━━━━━ PROVIDED DATA ━━━━━

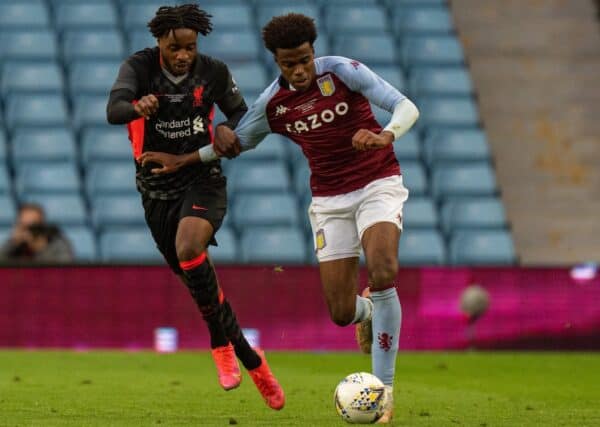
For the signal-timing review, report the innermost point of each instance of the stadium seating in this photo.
(487, 247)
(273, 245)
(83, 243)
(47, 178)
(22, 77)
(62, 209)
(59, 59)
(8, 212)
(54, 144)
(422, 247)
(129, 245)
(35, 111)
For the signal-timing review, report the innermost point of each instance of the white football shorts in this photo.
(338, 222)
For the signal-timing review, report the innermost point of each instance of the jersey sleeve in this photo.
(254, 126)
(360, 78)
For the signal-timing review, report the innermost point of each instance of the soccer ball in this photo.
(360, 398)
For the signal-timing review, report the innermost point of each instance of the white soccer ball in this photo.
(360, 398)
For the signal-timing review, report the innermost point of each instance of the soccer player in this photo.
(322, 104)
(166, 96)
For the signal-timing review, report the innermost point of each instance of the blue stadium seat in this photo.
(93, 44)
(129, 245)
(36, 110)
(448, 113)
(92, 77)
(439, 50)
(141, 39)
(485, 247)
(230, 17)
(272, 148)
(250, 77)
(407, 147)
(422, 247)
(273, 245)
(265, 209)
(478, 213)
(423, 20)
(43, 144)
(259, 176)
(138, 14)
(267, 11)
(105, 144)
(24, 15)
(370, 49)
(96, 15)
(463, 180)
(117, 210)
(420, 212)
(61, 209)
(456, 146)
(391, 74)
(362, 19)
(110, 178)
(47, 178)
(89, 110)
(28, 45)
(444, 81)
(414, 177)
(232, 46)
(83, 242)
(227, 251)
(39, 77)
(5, 181)
(3, 148)
(8, 213)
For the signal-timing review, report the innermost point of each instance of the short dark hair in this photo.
(169, 18)
(289, 31)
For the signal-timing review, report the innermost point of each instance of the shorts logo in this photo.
(326, 85)
(320, 239)
(198, 96)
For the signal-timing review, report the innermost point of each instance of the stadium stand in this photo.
(58, 59)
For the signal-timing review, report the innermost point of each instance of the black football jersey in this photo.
(184, 120)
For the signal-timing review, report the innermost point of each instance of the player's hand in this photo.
(364, 140)
(227, 143)
(164, 162)
(146, 106)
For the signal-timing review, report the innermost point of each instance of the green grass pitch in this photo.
(54, 388)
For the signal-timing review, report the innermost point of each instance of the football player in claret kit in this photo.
(322, 104)
(166, 96)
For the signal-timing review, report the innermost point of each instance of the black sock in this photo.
(249, 358)
(201, 280)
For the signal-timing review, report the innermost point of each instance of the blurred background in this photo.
(501, 168)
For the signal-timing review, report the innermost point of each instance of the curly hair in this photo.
(289, 31)
(170, 18)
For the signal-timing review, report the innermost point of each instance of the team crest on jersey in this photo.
(198, 96)
(326, 85)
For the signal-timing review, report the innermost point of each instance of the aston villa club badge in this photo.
(326, 85)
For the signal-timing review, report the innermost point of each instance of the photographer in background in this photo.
(34, 240)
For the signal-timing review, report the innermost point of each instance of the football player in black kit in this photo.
(166, 96)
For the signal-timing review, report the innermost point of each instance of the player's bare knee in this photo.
(341, 316)
(383, 272)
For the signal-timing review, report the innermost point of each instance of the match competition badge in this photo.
(326, 85)
(320, 238)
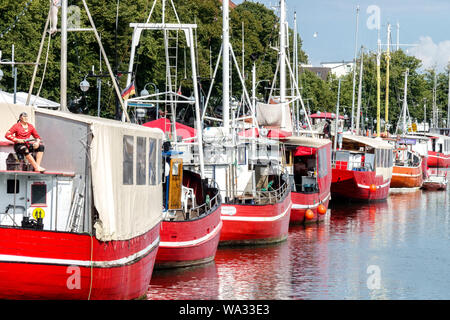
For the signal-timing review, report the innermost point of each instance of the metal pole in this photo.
(63, 90)
(116, 87)
(336, 127)
(197, 106)
(354, 70)
(226, 67)
(282, 53)
(388, 59)
(14, 70)
(33, 78)
(448, 106)
(405, 102)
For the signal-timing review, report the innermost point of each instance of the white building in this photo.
(339, 68)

━━━━━

▸ **DIRECTIONS FOR THIS TASK**: Express all the entries above as a two-column CSV with the headers entry_text and entry_answer. Give one row per entry, put its text and its answer each in a single quoted field with line breaks replaced by spaces, and leave the pictures out.

▸ **OUTPUT FOR THIS TASK**:
entry_text,entry_answer
"For the signal-timing review, report the innermost point of each instance of the stadium seating in this photo.","(487, 247) (273, 245) (83, 243) (47, 178) (22, 77) (62, 209) (59, 59) (8, 212) (54, 144) (422, 247) (129, 245) (35, 111)"
"For the signal-timing review, report the innermost point of each instance of the white football shorts in this photo.","(338, 222)"
"For the signal-timing review, report the innermost point of each instance of the jersey sleeve in this photo.","(254, 126) (360, 78)"
"For the signal-timing review, report the innermost point of each instance of the soccer ball in this photo.","(360, 398)"
"For the signal-timing review, report the innermost point of each instance of the white soccer ball in this photo.","(360, 398)"
"For the signal-timing review, report the innermost point of each instance of the soccer player in this photo.","(322, 104) (166, 96)"
"For the signal-timing review, report the innermost point of each instance of the blue stadium seat in this photo.","(93, 44) (129, 245) (36, 110) (448, 113) (92, 77) (439, 50) (141, 39) (485, 247) (230, 17) (272, 148) (250, 77) (407, 147) (422, 247) (273, 245) (265, 209) (478, 213) (423, 20) (43, 144) (259, 176) (138, 14) (267, 11) (105, 144) (24, 15) (370, 49) (96, 15) (463, 180) (117, 210) (420, 212) (61, 209) (456, 146) (391, 74) (362, 19) (110, 178) (47, 178) (89, 110) (28, 45) (444, 81) (414, 177) (232, 46) (83, 242) (227, 251) (39, 77) (5, 181) (3, 148) (8, 213)"
"For the signal-timing review, report the innermost point of each instance of the short dark hair in this photo.","(169, 18) (289, 31)"
"For the signal-timing review, report the innermost point of each instance of the shorts logo in this photo.","(326, 85) (320, 239) (198, 96)"
"For the signal-timing review, report the innermost point of each instance of the stadium stand in this photo.","(58, 59)"
"For the signal-timing review, report the innermost point of each instance of the black football jersey in this photo.","(184, 120)"
"For the signal-timing review, report the innermost point of each instance of the player's hand in this photo.","(364, 140) (227, 143) (164, 162) (146, 106)"
"For the signal-timing review, report the innermost point of each instance of the green grass pitch in this photo.","(54, 388)"
"For the signal-timing review, report the innermost point of each instance of the football player in claret kit in this photo.","(322, 104) (166, 96)"
"For the signal-timing review, report the innermost point of each instance of the black sock in this photo.","(249, 358) (201, 280)"
"For the signal-timing review, report the innermost point of each instance of the blurred background in this photo.","(501, 168)"
"For the signal-timing review, report the innermost point of each instance of the curly hair in this photo.","(289, 31) (170, 18)"
"For the signal-timing review, report the innermost point of each instance of the team crest on jersey in this photo.","(198, 96) (326, 85)"
"For the signal-timing review, report the innermost point of each instance of the aston villa club badge in this photo.","(326, 85)"
"For the signal-timing review, report the innermost point of each instance of the photographer in background in this photo.","(34, 240)"
"For the signal-timing review, report the innermost point of each instance of the football player in black kit in this photo.","(166, 96)"
"For the signal-timing review, report the innermost point of each instance of the player's bare knee in this photo.","(341, 316) (383, 272)"
"For the signal-timing review, report the innermost point of each instance of the match competition badge in this photo.","(326, 85) (320, 238)"
"For the signal-timing review, report the innermost point of each instance of the metal pole in this photo.","(63, 90) (116, 87) (336, 127) (197, 106) (354, 70) (226, 67) (282, 53) (388, 59) (14, 70) (33, 78) (448, 106) (405, 102)"
"For the signal-timing review, report the innermost point of each instance of the white building in this photo.","(339, 68)"